> [THE PROBLEM] Pick out and copy every line of the records that contains the word "woman". Match its capitalization exactly.
▬▬▬
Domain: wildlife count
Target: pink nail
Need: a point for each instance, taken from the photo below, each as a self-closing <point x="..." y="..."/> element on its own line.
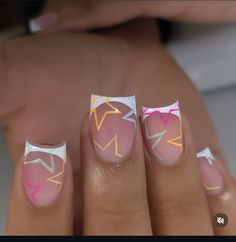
<point x="42" y="22"/>
<point x="43" y="173"/>
<point x="163" y="133"/>
<point x="211" y="174"/>
<point x="113" y="127"/>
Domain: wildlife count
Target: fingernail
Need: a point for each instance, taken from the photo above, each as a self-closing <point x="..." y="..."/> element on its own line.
<point x="211" y="174"/>
<point x="43" y="172"/>
<point x="163" y="133"/>
<point x="42" y="22"/>
<point x="113" y="127"/>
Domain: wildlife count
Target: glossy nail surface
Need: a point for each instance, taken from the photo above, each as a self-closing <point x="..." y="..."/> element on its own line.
<point x="211" y="175"/>
<point x="113" y="127"/>
<point x="163" y="134"/>
<point x="43" y="172"/>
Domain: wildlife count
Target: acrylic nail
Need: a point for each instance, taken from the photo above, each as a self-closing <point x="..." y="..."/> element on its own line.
<point x="43" y="172"/>
<point x="113" y="127"/>
<point x="211" y="175"/>
<point x="42" y="22"/>
<point x="163" y="133"/>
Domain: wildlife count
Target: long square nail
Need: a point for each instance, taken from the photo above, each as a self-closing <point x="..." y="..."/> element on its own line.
<point x="113" y="126"/>
<point x="163" y="133"/>
<point x="43" y="172"/>
<point x="211" y="175"/>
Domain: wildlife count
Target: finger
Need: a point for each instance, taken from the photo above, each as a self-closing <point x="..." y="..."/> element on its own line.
<point x="41" y="198"/>
<point x="114" y="182"/>
<point x="220" y="188"/>
<point x="98" y="14"/>
<point x="178" y="204"/>
<point x="11" y="98"/>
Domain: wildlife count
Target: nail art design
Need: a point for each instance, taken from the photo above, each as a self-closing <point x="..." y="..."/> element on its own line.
<point x="113" y="126"/>
<point x="163" y="131"/>
<point x="211" y="174"/>
<point x="43" y="172"/>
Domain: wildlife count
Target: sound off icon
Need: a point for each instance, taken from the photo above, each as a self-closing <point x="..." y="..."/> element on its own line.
<point x="220" y="220"/>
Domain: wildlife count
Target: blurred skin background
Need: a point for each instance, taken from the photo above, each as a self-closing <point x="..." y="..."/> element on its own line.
<point x="219" y="99"/>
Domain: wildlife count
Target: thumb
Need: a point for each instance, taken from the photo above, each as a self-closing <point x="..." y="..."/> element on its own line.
<point x="41" y="197"/>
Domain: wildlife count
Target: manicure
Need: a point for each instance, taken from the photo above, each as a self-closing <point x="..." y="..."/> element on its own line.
<point x="113" y="127"/>
<point x="42" y="22"/>
<point x="211" y="174"/>
<point x="43" y="172"/>
<point x="163" y="133"/>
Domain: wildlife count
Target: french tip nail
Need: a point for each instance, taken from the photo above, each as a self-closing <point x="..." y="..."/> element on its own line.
<point x="206" y="153"/>
<point x="113" y="133"/>
<point x="34" y="27"/>
<point x="43" y="172"/>
<point x="58" y="150"/>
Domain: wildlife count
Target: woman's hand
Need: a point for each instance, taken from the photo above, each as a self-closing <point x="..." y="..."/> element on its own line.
<point x="46" y="81"/>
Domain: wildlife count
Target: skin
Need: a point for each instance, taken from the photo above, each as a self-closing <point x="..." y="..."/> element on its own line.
<point x="129" y="54"/>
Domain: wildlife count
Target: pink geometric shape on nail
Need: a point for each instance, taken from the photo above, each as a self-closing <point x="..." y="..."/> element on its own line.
<point x="34" y="189"/>
<point x="164" y="119"/>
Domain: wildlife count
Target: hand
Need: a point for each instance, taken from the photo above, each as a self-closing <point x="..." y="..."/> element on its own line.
<point x="70" y="75"/>
<point x="119" y="197"/>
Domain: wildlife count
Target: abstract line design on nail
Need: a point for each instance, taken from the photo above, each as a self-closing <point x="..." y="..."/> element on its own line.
<point x="207" y="154"/>
<point x="174" y="140"/>
<point x="57" y="151"/>
<point x="34" y="189"/>
<point x="113" y="140"/>
<point x="99" y="124"/>
<point x="52" y="178"/>
<point x="171" y="109"/>
<point x="157" y="137"/>
<point x="46" y="168"/>
<point x="96" y="101"/>
<point x="112" y="119"/>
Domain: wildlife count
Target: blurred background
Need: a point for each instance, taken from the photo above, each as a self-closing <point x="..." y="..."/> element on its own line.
<point x="207" y="53"/>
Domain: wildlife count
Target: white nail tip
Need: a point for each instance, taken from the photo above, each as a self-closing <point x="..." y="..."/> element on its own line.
<point x="59" y="151"/>
<point x="206" y="153"/>
<point x="34" y="27"/>
<point x="97" y="100"/>
<point x="173" y="108"/>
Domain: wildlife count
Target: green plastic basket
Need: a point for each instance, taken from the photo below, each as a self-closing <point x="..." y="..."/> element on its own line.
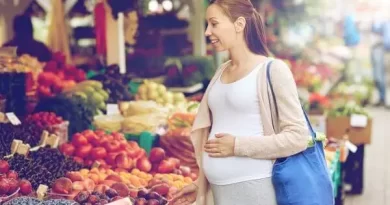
<point x="146" y="140"/>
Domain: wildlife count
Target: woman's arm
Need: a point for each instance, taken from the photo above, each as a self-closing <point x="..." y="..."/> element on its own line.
<point x="294" y="135"/>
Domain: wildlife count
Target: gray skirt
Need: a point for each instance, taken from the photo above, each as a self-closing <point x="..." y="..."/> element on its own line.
<point x="254" y="192"/>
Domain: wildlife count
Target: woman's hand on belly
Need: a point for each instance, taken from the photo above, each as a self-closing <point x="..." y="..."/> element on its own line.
<point x="221" y="146"/>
▬▬▬
> [RIGHT ANSWER]
Target: woman's hand
Target: woman's arm
Target: woman's hand on belly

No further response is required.